**PROBLEM DETAILS**
Rewrite every line of the material below, replacing "photo" with "image" and leaving everything else unchanged. Omit the pictures from your answer.

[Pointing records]
+++

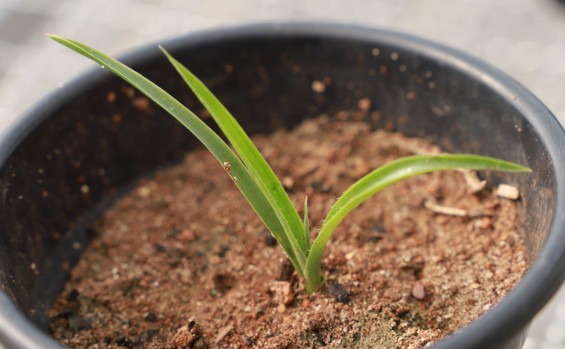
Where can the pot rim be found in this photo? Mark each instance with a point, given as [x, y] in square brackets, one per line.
[509, 316]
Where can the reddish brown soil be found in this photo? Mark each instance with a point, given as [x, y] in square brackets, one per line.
[184, 262]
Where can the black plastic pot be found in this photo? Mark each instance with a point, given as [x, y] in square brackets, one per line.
[63, 161]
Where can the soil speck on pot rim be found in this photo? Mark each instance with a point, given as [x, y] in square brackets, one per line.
[407, 276]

+++

**WORKED ANSWER**
Where can the pot rim be found in this image? Mark each instance with a point, given as [x, y] in square brackets, one per line.
[509, 316]
Where can the reddish brown soil be found in this image? Mark each instance with a point, given as [x, y] in square brackets, one per line.
[184, 262]
Where can the black plastic pot be found in this image? Mark each instance with a point, given as [x, y] in square brackets, one per line.
[63, 161]
Where can the soil speck on pot rim be found in this image? Mark each instance with a point, given as [x, y] in square brackets, one per line.
[407, 276]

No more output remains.